Referring expression data:
◆ ◆ ◆ ◆ ◆
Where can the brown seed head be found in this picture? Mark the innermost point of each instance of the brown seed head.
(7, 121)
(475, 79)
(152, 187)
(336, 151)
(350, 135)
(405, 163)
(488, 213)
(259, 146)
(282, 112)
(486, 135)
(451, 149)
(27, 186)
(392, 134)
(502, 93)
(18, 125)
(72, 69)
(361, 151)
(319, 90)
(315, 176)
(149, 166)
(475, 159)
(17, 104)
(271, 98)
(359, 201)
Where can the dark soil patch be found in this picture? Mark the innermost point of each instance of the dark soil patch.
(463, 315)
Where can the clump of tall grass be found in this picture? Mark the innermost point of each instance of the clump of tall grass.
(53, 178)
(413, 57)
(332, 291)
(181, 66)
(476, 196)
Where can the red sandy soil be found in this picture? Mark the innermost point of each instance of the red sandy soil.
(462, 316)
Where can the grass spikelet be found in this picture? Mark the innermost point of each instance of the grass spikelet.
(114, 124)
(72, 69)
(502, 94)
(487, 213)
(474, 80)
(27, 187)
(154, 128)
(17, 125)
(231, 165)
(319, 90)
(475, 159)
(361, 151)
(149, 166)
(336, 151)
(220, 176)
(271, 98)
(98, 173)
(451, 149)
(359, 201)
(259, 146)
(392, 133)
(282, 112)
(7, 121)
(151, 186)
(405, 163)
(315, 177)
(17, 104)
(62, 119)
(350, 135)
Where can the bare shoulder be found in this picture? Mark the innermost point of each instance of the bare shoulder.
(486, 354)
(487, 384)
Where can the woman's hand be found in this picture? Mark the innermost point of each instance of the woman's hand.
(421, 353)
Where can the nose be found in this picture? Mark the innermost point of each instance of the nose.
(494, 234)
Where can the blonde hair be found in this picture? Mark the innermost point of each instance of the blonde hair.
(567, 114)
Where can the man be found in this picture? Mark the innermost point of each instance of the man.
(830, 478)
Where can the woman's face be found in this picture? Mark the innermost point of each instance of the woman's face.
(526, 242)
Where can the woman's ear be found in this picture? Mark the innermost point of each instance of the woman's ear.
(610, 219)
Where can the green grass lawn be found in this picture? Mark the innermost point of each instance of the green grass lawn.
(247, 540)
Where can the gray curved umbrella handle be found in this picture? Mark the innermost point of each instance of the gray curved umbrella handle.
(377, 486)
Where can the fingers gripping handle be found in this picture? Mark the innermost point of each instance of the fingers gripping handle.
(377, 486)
◆ ◆ ◆ ◆ ◆
EXERCISE INSTRUCTIONS: Output all records verbatim.

ANSWER BOX:
Where can the brown seed head be found in this picture? Mark the innermost point of each instance of the brown seed head.
(7, 121)
(475, 79)
(152, 187)
(336, 151)
(350, 135)
(405, 163)
(488, 213)
(259, 146)
(282, 112)
(486, 135)
(451, 149)
(27, 186)
(392, 134)
(502, 93)
(18, 125)
(72, 69)
(361, 151)
(319, 90)
(315, 176)
(149, 166)
(475, 159)
(17, 104)
(271, 98)
(359, 201)
Where can the dark soil patch be found in this picture? Mark the innermost point of each instance of the dark soil patch.
(463, 315)
Where can the clump of tall grass be found in this picture? Mark the innermost point of each instance of the clump of tall grass.
(53, 178)
(413, 57)
(332, 291)
(181, 66)
(476, 196)
Where can the red sandy soil be found in this picture? Mark the innermost point of each instance of the red sandy soil.
(462, 316)
Where can the grass spikelet be found in this picture? Mark the innermost point of each instance of the grass spikelet.
(114, 124)
(72, 69)
(502, 94)
(487, 213)
(474, 80)
(27, 187)
(154, 128)
(17, 125)
(231, 165)
(319, 90)
(475, 159)
(361, 151)
(149, 166)
(336, 151)
(220, 176)
(271, 98)
(98, 173)
(451, 149)
(359, 201)
(259, 146)
(392, 133)
(282, 112)
(7, 121)
(151, 186)
(405, 163)
(315, 177)
(17, 104)
(62, 119)
(350, 135)
Where can the bare shoulder be found in this picture? Mark the innermost point of each instance of the bare shoulder.
(486, 354)
(487, 384)
Where can the woman's hand be found in this picture? Mark the innermost point of each instance of the woman's hand.
(421, 353)
Where can the nose be found in this picture? Mark the innermost point of each instance of the nose.
(494, 234)
Where can the blonde hair be found in this picture? Mark the innermost point of each instance of the blonde hair.
(567, 114)
Where can the man be found in this picture? Mark the innermost point of each instance of the man.
(830, 478)
Where can the woman's face be found in this picture? Mark the innermost point of each instance of the woman's face.
(526, 242)
Where can the woman's ear be found in this picture? Mark the innermost point of each instance of the woman's ear.
(610, 219)
Where can the green grass lawn be found in this picture? Mark the innermost point of each instance of the green grass lawn.
(247, 540)
Where can the gray curved umbrella handle be found in this picture? Mark the innermost point of each instance of the gray curved umbrella handle.
(377, 486)
Where can the fingers gripping handle be found in this picture? Mark the innermost point of each instance of the fingers gripping handle.
(377, 486)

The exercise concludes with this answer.